When you copy the data that follows, reproduce every word exactly and leave out the images.

Start of AVAILABLE DATA

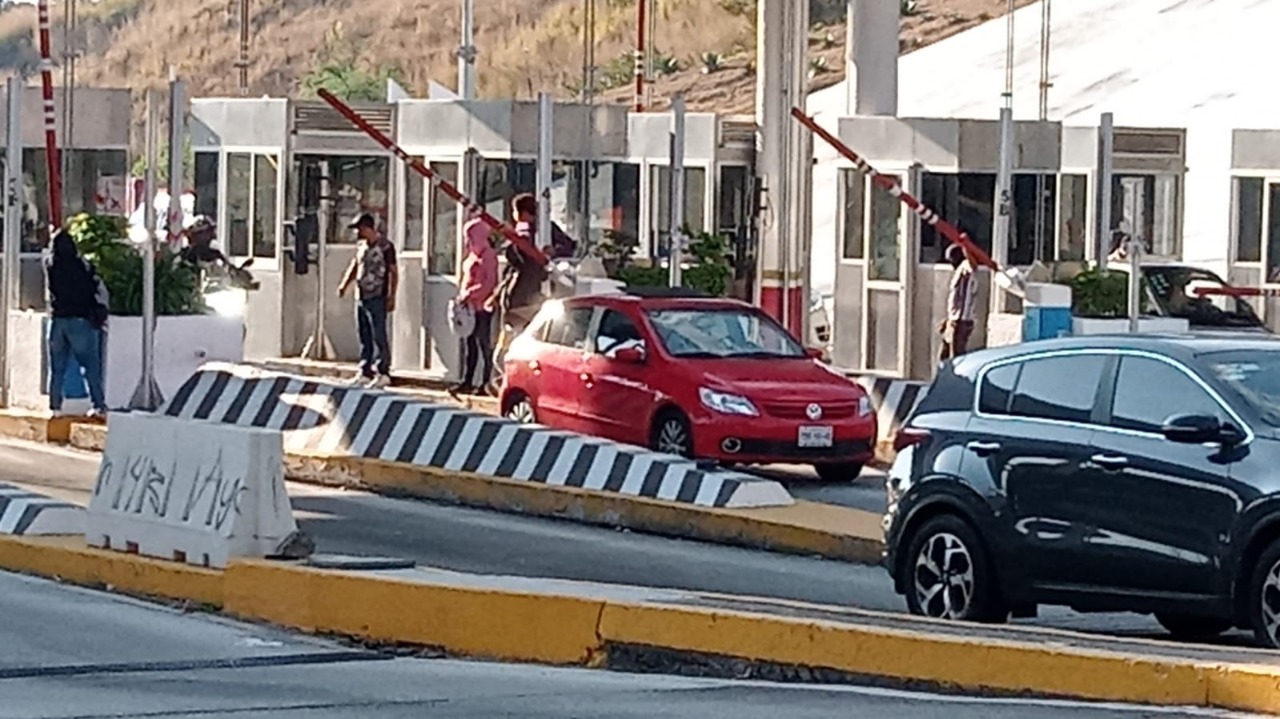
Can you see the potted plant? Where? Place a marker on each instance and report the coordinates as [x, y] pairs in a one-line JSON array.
[[1100, 305], [187, 334]]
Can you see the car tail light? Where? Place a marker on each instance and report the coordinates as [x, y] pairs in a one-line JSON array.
[[909, 436]]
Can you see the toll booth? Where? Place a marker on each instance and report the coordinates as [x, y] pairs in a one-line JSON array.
[[891, 278], [95, 164], [720, 186], [489, 150], [274, 170], [1253, 259], [261, 163]]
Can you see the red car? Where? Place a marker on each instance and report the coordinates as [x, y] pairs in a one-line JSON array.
[[709, 379]]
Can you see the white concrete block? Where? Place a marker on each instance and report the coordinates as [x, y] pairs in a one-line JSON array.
[[1048, 294], [1152, 325], [190, 490], [1004, 329]]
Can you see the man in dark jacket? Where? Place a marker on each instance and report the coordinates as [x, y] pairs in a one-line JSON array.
[[78, 317]]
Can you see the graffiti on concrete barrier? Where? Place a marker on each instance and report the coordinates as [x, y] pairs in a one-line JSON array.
[[210, 497]]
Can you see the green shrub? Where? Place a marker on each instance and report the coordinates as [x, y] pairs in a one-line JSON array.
[[103, 241]]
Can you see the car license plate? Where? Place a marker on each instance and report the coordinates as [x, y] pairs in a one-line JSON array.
[[816, 436]]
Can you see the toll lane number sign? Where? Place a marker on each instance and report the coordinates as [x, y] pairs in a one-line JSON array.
[[816, 436]]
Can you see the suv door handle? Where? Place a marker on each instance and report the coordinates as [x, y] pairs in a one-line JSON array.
[[1110, 461], [983, 448]]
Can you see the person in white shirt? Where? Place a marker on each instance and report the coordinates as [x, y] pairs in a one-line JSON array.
[[959, 324]]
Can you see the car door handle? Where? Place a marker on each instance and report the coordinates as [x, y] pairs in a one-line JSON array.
[[1110, 461], [983, 448]]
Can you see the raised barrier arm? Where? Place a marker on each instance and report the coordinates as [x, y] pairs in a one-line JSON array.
[[1010, 279], [437, 181]]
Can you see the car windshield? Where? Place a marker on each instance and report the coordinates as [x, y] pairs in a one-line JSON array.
[[730, 333], [1178, 292], [1253, 376]]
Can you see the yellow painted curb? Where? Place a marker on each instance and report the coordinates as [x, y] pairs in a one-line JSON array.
[[496, 624], [787, 529], [68, 558], [560, 630]]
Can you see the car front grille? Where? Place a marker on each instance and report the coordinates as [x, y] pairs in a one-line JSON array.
[[795, 410]]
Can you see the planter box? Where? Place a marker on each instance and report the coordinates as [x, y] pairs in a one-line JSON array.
[[182, 344], [1089, 325]]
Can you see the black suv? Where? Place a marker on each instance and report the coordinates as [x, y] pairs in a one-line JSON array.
[[1105, 474]]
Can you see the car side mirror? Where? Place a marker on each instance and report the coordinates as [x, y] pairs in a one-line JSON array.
[[1201, 429], [630, 355]]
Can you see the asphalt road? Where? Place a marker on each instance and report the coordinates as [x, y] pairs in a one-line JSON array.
[[74, 654], [490, 543]]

End of AVAILABLE DATA

ANSWER SPACE:
Can you see the potted plant? Where? Place a marker on each instance and report the coordinates as [x, y] pairs in a one-line JSON array.
[[1100, 305], [187, 334]]
Can you see the car tail light? Where? Place a marker on each instance and report the coordinates as [x, y] pairs in a one-line JSON array.
[[909, 436]]
Can you see the toll booth? Where? Place a marker on each instance and report the coordinates as [x, y] pairs in a one-line JSON array.
[[891, 278], [95, 164], [720, 186], [489, 150], [274, 170], [1253, 259], [261, 163]]
Can you see the red car? Where? Place a marker on each instance and report the coordinates as [x, y] pairs in a one-line JSON array.
[[709, 379]]
Can you see the white concrete block? Where? Place a marker on each instance and report the coordinates as [x, y] pairs in a one-line JSON array.
[[1048, 294], [1152, 325], [190, 490], [1004, 329]]
Can you see the man in dark jacket? Where? Place a marker on each instance and report the coordinates as [x, y] pairs in a one-line JSON array.
[[78, 317]]
Can you see the graffiti on concrete barrier? Where? Place a marker on each instance and report the coordinates as [x, y] pairs in a one-line JSON array.
[[210, 497]]
Can you see the green shrub? Where? Place a marker on each instance and report the coordinates as [x, y] pairs in a one-line JSON array.
[[103, 241]]
Can you see the car license plate? Where? Place a marker on each instance and report the coordinates as [x, y] pairs in a one-line JSON array.
[[816, 436]]
Can you see the toll lane number sign? Where? Place a marker on each instance and report the coordinates as [x, y] pairs in a one-line JSON array.
[[816, 436]]
Can you see the suv door handle? Where? Place a marker on each instance and report the coordinates as [x, y] pairs in a one-line JSON array.
[[1110, 461], [983, 448]]
Can you see the person in white shirt? Where? Place a marker on each instance and report the coordinates as [x, y] pairs in a one-line JSON array.
[[959, 324]]
Can you see the car door handle? Where? Place a marker on each instance and report the coordinates as [x, y] pairs in a one-line JSON array.
[[1110, 461], [983, 448]]
Can you see the raised barrier arm? Where? Place a marker on each instance and report the coordinates as [x, y] pairs in a one-line JSON array.
[[1010, 279], [437, 181]]
Can you see the car windshield? Where? Place a marker on each instance and report the coordinates as [x, y] pairs in a one-line JSON array.
[[730, 333], [1178, 292], [1253, 376]]
Can you see the yellow painted curb? Where? Place a marker on each instance and report the coordinates as [x, y] pairs in a one-line JSON array.
[[496, 624], [787, 529], [68, 558], [560, 630]]
Can you see the car front grille? Where? Place a marker on each instance and report the coordinates as [x, y] pairs in a one-line JSON array.
[[795, 410]]
Can you see the planter box? Where? Place a marker on each instance and report the coordinates as [x, y] pairs in a one-line JSON array.
[[182, 344], [1089, 325]]
Can you see the black suv? Where? Place a marker on each instance and report the coordinates as [x, y] pairs in a one-line JSON array.
[[1105, 474]]
Can you see the car side mirror? Where? Place a marker on each instance and report the coordinates as [x, y] pairs in a one-line JSON array.
[[1201, 429], [630, 355]]
Can you see the asphalt road? Where? Place a marker on each instance and report the coordinates as [x, y] pairs in a one-line JSON array.
[[74, 654], [490, 543]]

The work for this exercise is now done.